(Data from a point labeling set)
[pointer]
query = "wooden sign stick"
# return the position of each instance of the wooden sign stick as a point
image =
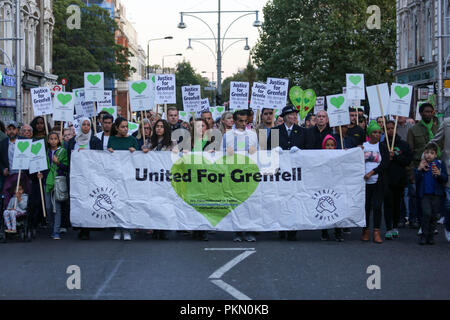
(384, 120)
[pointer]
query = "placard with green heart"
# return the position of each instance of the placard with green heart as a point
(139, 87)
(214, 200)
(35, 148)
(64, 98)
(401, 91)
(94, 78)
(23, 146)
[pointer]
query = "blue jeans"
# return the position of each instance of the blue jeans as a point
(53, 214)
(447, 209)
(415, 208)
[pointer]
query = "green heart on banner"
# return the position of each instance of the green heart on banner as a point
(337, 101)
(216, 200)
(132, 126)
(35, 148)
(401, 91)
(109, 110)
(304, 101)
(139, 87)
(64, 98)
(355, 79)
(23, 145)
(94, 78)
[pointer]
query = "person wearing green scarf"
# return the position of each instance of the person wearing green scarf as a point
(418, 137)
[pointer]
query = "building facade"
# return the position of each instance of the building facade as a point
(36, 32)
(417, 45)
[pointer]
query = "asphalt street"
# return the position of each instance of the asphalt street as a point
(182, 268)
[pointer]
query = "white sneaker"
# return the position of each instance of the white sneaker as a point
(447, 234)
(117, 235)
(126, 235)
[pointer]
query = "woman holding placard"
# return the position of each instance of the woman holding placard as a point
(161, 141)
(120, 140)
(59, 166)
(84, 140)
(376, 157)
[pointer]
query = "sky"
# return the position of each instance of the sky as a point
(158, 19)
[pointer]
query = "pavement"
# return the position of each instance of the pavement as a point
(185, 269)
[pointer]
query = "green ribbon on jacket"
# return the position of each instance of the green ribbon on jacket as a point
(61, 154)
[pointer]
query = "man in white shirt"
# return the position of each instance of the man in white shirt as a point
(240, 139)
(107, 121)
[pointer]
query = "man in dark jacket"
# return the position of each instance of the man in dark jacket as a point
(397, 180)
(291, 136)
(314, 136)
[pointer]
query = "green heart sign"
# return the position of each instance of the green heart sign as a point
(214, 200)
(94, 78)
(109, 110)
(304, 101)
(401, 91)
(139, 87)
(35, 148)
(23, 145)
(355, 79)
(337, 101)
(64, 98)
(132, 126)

■ **Written task**:
Pull out every line of the data above that contains the word "placard".

■ **Solution**:
query = "placard with green heart"
# return the position of each instance of the placard with green heart as a point
query = "woman holding placard"
# return the position of each instance of the woman holding placard as a point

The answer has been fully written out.